Object point labels
━━━━━━━━━━

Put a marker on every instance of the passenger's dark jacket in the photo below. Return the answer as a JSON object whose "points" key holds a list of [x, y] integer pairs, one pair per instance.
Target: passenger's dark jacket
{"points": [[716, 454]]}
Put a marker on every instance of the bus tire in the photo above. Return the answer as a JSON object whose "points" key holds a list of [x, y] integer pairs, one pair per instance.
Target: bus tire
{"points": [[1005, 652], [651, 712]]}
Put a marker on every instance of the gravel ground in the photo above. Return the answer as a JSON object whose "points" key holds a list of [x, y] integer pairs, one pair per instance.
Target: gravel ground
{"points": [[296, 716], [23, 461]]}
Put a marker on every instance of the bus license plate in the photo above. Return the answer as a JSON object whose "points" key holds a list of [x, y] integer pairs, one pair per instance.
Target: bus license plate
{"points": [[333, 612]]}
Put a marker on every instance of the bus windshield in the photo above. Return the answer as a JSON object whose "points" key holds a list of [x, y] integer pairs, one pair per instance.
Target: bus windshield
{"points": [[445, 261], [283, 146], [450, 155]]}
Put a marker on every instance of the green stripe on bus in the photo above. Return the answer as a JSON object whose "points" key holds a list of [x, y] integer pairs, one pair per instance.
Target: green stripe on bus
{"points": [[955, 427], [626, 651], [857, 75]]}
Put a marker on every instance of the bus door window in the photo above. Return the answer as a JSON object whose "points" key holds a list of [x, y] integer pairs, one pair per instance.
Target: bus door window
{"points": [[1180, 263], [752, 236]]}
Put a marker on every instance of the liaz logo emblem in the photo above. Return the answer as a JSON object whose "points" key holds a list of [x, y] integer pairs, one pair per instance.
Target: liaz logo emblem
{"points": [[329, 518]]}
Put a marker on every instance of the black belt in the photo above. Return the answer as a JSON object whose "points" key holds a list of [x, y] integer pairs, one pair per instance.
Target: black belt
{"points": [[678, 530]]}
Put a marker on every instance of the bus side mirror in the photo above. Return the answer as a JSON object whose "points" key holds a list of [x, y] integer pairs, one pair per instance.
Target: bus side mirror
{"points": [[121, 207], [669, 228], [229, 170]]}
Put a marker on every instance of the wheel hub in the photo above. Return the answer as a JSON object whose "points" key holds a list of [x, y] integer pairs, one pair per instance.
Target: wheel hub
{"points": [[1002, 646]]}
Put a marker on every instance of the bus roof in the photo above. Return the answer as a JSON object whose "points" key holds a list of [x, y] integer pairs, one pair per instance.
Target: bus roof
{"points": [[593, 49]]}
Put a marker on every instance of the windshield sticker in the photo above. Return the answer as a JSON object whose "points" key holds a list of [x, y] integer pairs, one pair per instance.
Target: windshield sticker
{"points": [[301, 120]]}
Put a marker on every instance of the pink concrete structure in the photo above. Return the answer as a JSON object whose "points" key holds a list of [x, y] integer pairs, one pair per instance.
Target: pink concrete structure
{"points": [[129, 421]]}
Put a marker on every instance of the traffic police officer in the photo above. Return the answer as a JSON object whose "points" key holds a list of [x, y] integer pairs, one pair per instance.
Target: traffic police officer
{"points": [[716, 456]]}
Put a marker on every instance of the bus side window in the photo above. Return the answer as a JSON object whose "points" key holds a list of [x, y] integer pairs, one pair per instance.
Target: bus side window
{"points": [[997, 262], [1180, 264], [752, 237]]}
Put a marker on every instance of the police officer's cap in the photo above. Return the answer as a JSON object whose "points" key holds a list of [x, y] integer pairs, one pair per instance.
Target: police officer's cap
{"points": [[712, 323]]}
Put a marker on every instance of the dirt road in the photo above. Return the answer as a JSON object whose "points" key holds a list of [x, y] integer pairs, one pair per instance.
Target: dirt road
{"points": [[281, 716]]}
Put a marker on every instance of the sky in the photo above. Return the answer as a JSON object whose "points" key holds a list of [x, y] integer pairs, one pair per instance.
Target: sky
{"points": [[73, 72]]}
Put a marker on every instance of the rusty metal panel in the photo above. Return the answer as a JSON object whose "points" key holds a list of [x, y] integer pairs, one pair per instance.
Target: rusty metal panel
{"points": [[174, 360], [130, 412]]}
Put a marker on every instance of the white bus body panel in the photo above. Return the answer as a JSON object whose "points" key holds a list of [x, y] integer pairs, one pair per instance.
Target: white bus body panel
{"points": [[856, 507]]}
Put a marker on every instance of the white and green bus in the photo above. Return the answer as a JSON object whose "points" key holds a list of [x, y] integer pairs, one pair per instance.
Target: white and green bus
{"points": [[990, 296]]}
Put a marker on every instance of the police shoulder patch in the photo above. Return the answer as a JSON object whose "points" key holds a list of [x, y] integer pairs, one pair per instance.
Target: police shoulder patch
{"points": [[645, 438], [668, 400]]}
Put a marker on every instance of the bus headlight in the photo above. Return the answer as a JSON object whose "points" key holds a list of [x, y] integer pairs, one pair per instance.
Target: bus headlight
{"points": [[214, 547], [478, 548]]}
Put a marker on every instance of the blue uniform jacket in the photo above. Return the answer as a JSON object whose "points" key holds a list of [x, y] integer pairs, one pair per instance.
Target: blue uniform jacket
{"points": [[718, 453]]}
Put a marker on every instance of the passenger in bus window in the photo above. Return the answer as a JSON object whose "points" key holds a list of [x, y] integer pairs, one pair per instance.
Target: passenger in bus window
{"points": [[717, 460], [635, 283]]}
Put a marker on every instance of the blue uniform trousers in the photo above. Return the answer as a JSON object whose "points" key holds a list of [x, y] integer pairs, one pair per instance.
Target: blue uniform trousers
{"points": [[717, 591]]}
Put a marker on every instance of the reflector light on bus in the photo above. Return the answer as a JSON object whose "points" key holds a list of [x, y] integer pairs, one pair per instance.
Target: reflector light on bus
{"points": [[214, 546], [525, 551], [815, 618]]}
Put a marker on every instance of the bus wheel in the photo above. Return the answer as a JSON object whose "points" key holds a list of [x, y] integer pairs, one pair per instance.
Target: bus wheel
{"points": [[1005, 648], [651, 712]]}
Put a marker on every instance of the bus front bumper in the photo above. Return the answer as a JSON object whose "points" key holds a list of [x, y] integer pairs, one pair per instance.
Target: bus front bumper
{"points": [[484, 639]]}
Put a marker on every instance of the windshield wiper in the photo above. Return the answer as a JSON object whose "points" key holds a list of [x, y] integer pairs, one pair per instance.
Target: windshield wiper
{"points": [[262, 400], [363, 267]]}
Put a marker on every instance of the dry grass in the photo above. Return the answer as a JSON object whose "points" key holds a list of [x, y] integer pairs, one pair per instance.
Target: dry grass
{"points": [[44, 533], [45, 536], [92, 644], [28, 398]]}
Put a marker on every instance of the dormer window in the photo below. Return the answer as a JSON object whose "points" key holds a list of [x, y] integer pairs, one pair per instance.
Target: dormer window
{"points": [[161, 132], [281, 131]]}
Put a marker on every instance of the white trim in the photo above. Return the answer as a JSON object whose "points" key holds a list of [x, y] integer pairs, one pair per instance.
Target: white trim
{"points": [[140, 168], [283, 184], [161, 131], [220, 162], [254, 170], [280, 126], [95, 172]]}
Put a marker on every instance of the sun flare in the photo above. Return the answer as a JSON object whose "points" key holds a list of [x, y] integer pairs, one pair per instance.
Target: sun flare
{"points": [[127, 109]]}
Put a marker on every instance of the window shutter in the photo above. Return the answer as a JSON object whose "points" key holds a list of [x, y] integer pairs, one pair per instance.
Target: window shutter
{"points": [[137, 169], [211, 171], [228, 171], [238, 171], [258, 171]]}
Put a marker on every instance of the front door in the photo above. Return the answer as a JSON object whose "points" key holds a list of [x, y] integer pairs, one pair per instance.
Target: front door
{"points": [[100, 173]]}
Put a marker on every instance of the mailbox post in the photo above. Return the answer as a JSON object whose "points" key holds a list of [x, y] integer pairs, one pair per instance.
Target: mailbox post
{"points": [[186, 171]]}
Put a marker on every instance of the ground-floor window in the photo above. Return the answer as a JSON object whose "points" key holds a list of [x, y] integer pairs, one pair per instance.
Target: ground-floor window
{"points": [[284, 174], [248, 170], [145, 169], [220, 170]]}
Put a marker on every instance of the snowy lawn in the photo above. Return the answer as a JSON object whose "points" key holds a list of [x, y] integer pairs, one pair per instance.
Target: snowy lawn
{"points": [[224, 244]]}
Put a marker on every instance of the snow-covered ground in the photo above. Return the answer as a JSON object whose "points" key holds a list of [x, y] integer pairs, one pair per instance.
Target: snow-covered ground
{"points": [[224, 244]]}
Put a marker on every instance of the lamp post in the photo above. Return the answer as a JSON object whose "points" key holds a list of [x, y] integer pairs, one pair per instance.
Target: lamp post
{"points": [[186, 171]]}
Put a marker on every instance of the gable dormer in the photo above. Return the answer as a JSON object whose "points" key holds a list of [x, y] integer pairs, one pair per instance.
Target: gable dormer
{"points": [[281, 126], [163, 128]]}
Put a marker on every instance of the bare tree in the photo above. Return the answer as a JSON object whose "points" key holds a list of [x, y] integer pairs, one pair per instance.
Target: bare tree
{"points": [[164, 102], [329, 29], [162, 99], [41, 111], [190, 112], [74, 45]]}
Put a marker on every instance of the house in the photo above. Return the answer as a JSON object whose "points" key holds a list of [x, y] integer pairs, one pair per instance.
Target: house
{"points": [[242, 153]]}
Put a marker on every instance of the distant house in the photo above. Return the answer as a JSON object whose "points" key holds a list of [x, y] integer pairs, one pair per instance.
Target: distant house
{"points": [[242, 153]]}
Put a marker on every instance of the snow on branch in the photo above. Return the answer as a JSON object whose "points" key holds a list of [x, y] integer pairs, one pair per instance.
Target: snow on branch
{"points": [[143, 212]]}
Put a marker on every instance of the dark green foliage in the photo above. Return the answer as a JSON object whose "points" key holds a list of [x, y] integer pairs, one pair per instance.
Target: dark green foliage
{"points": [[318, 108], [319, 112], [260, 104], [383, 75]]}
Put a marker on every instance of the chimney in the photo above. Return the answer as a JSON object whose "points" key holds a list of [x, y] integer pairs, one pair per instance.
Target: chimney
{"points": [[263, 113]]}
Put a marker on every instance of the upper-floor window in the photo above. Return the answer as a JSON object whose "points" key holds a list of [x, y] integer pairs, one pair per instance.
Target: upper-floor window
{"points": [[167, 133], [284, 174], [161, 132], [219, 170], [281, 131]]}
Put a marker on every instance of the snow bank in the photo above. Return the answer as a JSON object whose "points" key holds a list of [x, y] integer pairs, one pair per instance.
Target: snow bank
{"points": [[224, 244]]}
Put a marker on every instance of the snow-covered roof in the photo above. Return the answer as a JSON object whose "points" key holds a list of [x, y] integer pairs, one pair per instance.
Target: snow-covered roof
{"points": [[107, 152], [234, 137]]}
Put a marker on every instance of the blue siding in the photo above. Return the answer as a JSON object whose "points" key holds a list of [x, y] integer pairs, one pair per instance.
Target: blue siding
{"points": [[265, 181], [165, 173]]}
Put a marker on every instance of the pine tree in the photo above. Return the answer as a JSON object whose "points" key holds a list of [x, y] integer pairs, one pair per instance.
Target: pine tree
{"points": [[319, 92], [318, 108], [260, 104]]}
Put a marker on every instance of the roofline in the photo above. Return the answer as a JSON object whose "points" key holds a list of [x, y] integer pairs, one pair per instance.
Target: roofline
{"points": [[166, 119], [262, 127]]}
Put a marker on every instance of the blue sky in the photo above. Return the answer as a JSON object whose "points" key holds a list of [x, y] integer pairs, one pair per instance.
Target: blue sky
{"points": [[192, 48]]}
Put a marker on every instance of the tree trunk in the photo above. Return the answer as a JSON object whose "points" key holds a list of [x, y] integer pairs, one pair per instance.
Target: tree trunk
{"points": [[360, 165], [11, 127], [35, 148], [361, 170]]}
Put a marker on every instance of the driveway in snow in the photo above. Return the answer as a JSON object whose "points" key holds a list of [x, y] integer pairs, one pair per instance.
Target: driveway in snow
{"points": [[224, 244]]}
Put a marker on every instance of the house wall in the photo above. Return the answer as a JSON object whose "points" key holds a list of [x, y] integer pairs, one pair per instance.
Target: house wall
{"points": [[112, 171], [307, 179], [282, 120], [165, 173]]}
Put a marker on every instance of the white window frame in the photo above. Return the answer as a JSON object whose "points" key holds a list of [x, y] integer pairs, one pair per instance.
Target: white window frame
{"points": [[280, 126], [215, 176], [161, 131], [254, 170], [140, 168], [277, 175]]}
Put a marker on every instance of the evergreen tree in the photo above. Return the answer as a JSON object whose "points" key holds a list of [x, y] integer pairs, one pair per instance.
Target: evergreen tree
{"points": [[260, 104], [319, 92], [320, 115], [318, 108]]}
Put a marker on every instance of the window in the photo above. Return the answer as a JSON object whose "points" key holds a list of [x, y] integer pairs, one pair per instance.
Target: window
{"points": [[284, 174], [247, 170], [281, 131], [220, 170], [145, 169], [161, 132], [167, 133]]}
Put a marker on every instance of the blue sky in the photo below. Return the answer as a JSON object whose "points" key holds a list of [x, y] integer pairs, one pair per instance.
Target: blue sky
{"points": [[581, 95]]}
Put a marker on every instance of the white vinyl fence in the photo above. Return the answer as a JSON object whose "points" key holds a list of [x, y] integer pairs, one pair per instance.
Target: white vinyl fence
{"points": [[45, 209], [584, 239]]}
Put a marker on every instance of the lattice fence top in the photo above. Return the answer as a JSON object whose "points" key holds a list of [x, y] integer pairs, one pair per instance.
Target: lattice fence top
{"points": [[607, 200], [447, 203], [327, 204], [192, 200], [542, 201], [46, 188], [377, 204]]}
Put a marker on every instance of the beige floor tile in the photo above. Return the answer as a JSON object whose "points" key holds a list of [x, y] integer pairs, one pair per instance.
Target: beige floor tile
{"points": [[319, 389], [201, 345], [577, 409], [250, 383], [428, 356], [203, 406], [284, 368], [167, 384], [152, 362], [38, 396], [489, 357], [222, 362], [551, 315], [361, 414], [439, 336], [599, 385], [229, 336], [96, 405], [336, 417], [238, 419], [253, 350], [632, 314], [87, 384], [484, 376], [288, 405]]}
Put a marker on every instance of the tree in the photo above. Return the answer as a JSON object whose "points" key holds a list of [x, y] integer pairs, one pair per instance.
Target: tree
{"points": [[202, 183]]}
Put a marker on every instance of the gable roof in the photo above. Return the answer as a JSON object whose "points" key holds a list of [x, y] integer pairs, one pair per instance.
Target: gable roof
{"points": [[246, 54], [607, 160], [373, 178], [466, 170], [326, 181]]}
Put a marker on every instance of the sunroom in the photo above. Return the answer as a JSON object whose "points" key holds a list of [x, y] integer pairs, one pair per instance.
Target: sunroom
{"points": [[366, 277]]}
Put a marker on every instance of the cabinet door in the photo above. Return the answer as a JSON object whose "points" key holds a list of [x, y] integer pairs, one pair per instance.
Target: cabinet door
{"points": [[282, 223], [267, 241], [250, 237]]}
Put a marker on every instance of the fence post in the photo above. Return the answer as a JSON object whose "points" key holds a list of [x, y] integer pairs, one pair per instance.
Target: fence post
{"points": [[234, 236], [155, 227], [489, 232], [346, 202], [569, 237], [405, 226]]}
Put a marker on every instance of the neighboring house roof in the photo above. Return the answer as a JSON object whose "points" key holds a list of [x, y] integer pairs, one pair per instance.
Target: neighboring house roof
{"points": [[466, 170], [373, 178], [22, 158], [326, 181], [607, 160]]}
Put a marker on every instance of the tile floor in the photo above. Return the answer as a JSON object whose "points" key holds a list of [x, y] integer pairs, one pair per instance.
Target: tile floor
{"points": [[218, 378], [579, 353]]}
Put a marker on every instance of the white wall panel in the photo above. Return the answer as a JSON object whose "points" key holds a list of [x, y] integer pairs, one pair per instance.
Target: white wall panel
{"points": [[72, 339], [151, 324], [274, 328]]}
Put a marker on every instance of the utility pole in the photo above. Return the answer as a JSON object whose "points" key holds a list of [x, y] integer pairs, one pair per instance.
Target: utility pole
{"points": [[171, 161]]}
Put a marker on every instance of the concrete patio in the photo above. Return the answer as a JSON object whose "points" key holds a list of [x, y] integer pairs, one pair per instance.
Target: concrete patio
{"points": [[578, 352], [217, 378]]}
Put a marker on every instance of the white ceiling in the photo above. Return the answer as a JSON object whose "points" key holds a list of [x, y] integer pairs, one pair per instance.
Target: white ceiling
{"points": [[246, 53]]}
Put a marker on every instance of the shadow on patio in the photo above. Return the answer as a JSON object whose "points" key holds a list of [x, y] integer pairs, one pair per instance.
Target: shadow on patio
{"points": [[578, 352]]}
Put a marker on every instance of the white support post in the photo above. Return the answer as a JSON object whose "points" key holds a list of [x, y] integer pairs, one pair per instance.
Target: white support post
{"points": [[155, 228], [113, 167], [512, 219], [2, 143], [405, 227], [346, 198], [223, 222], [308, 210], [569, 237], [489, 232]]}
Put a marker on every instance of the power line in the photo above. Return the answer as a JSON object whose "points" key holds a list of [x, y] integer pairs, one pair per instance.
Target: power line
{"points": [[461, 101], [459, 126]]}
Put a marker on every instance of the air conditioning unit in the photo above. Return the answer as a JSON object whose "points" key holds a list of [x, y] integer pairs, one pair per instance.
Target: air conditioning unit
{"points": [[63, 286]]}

━━━━━━━━━━

EXERCISE INSTRUCTIONS »
Exactly reproduce the lines from the one containing "Put a marker on every instance of the concrete" through the end of the records, and only those lines.

OUTPUT OF THE TASK »
Put a marker on every instance of the concrete patio in the photo above. Return the answer as a JSON object whose "points" key holds a list of [x, y] integer pairs, one pair per instance.
Target: concrete patio
{"points": [[578, 352], [217, 378]]}
Put a marker on every instance of the white ceiling in the photo above. Return the answer as a JSON object whose "points" key holds a list of [x, y] integer pairs, one pair per instance.
Target: white ceiling
{"points": [[246, 53]]}
Put a marker on every instance of the shadow on patio in the photo above. Return the answer as a JSON object whose "points" key holds a list of [x, y] integer pairs, one pair per instance.
Target: shadow on patio
{"points": [[578, 352]]}
Put a marker on every instance of the white support post in the photo above. Return the answer as a JSON object whose "points" key holds a list of [x, y] integer pairs, one pair per instance.
Target: white support post
{"points": [[155, 228], [113, 167], [512, 219], [2, 143], [405, 227], [346, 198], [223, 222], [308, 210], [569, 237], [489, 232]]}
Put a marker on every instance of the power line in the photo above. Return the answer as a JSON object whose "points" key holds a list of [x, y] integer pairs, one pair per instance.
Target: power line
{"points": [[461, 101], [459, 126]]}
Put a marker on every instance of the air conditioning unit in the photo above. Return the answer as a JSON object whose "points" key holds a list of [x, y] integer pairs, one pair per instance.
Target: air conditioning unit
{"points": [[63, 286]]}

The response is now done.